'''

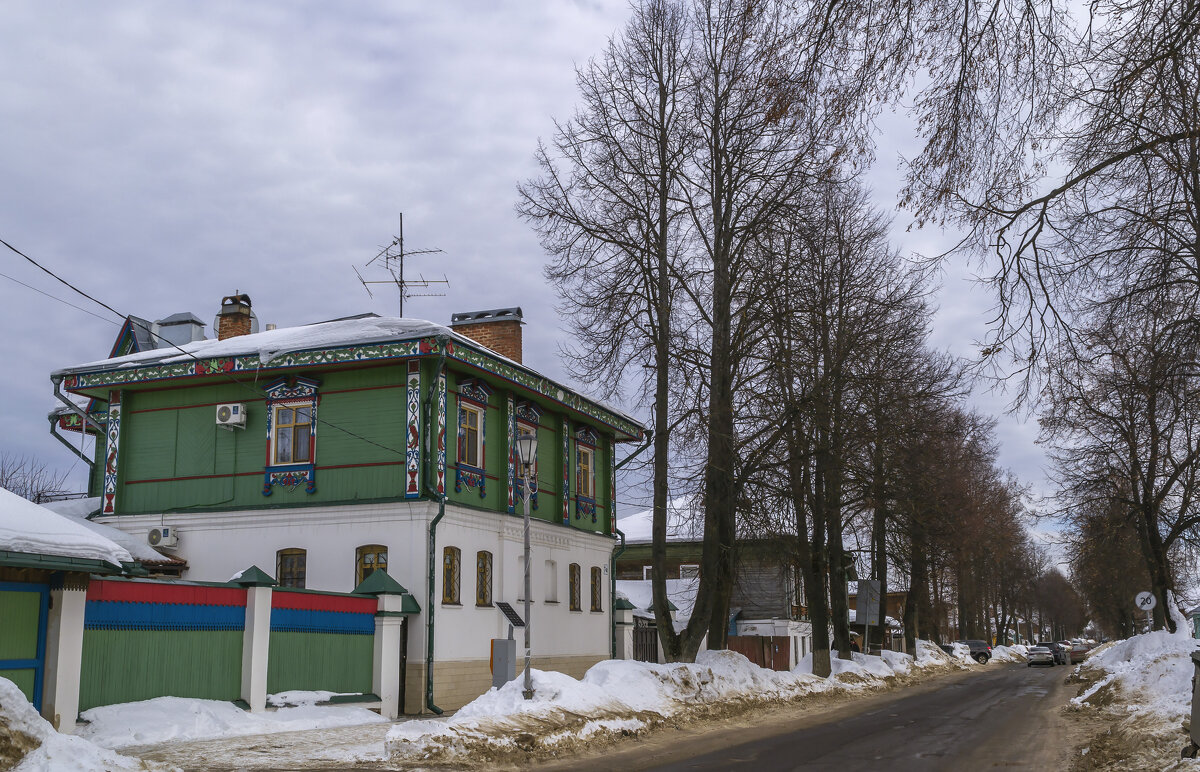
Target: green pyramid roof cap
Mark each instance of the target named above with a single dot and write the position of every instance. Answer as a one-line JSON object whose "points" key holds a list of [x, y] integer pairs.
{"points": [[253, 576], [379, 584], [409, 605]]}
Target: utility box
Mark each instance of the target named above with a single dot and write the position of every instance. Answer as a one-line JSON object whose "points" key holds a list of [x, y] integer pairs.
{"points": [[504, 660]]}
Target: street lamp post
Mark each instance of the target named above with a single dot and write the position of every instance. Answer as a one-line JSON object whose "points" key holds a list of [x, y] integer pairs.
{"points": [[527, 452]]}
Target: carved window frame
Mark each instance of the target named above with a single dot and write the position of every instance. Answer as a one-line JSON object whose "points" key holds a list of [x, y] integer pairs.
{"points": [[291, 394]]}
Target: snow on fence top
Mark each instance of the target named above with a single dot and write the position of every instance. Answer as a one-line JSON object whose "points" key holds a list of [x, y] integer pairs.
{"points": [[31, 528]]}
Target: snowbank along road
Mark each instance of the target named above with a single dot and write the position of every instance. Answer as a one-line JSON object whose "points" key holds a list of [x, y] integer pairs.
{"points": [[1003, 716]]}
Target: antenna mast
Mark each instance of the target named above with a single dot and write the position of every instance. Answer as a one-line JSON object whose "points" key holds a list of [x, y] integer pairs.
{"points": [[391, 259]]}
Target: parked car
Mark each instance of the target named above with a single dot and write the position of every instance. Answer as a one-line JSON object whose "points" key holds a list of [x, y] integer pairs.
{"points": [[1039, 656], [979, 651], [1059, 650]]}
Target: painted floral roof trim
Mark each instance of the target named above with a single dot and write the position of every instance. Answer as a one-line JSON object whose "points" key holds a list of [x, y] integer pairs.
{"points": [[329, 343]]}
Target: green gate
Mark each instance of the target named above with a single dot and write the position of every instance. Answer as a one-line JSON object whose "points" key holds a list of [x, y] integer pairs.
{"points": [[23, 609]]}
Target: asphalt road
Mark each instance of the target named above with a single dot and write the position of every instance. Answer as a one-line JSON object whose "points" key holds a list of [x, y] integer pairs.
{"points": [[1002, 716]]}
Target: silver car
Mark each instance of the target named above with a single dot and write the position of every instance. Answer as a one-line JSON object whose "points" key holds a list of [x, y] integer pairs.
{"points": [[1039, 656]]}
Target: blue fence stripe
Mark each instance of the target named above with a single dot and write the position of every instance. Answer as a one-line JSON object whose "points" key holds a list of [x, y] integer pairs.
{"points": [[311, 621], [120, 615], [19, 664]]}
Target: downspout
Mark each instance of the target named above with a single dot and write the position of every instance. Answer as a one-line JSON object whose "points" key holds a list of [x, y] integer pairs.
{"points": [[612, 568], [57, 379], [612, 592], [430, 460], [54, 432]]}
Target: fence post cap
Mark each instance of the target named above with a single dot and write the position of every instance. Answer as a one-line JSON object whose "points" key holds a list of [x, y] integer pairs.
{"points": [[253, 576], [379, 584]]}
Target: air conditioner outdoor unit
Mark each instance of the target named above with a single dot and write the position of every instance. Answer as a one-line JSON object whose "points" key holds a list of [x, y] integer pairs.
{"points": [[232, 416], [165, 537]]}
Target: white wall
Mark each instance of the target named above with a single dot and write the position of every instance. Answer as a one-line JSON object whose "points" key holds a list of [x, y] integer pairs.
{"points": [[217, 545]]}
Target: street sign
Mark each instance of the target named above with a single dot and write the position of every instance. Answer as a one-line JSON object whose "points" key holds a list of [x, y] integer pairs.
{"points": [[510, 612]]}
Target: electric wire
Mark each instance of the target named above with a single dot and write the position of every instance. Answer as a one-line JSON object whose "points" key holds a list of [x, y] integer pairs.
{"points": [[190, 354], [60, 299]]}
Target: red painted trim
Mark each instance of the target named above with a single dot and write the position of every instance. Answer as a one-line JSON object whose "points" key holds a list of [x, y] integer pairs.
{"points": [[251, 399], [195, 477], [156, 592], [354, 466], [396, 386], [315, 602], [216, 477], [187, 407]]}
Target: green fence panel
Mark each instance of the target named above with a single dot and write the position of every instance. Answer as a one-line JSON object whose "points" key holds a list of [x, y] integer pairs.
{"points": [[329, 662], [131, 665], [18, 633], [23, 678]]}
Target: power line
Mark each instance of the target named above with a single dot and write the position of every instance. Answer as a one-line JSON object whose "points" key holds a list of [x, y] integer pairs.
{"points": [[64, 281], [60, 299], [186, 353]]}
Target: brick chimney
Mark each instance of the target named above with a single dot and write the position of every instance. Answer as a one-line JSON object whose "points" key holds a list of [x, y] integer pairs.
{"points": [[498, 330], [234, 317]]}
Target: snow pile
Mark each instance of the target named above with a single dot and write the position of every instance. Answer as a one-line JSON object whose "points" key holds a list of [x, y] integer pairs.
{"points": [[29, 527], [1152, 671], [930, 654], [615, 696], [1143, 687], [1009, 653], [28, 742], [298, 696], [172, 719], [77, 510], [624, 696]]}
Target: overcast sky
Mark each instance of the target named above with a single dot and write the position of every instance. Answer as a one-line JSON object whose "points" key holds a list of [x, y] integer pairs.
{"points": [[162, 155]]}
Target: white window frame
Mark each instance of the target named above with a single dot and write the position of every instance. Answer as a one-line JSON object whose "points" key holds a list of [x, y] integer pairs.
{"points": [[465, 407]]}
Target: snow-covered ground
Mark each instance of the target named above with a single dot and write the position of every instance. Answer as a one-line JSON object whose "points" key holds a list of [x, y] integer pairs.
{"points": [[28, 742], [618, 698], [613, 699], [177, 719], [1143, 686], [1009, 653]]}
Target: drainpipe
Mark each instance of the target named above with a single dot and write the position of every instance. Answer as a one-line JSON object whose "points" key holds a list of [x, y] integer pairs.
{"points": [[57, 379], [612, 568], [612, 593], [430, 473], [54, 432]]}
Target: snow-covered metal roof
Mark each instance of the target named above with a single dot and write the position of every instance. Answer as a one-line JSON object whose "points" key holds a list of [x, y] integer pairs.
{"points": [[29, 528], [324, 345]]}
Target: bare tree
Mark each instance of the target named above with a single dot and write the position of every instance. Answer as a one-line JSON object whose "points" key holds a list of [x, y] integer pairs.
{"points": [[607, 208], [29, 478], [1123, 414]]}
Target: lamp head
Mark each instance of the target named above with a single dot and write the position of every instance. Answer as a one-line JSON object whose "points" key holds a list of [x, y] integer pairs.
{"points": [[527, 449]]}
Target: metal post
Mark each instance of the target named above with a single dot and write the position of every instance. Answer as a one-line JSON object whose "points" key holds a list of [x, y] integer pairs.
{"points": [[528, 682]]}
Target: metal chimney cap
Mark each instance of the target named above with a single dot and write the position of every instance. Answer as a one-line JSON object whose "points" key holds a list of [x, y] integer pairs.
{"points": [[496, 315]]}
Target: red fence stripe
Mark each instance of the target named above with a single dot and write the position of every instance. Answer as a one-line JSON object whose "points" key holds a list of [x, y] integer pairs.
{"points": [[157, 592], [318, 602]]}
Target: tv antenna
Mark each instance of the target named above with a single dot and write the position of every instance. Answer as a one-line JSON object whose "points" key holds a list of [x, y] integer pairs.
{"points": [[391, 259]]}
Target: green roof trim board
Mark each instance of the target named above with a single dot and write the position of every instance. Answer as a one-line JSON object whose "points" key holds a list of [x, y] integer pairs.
{"points": [[107, 376]]}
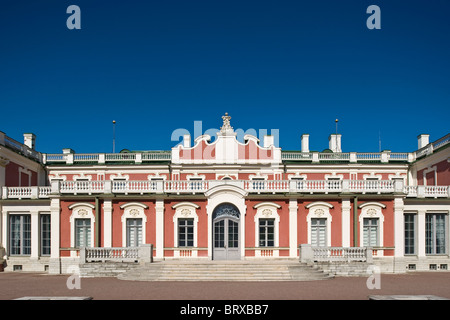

'''

▶ _Exercise objective_
From the listing above, pull out every line containing the word "frame".

▶ _Task output_
Target: carved window frame
Target: white window frame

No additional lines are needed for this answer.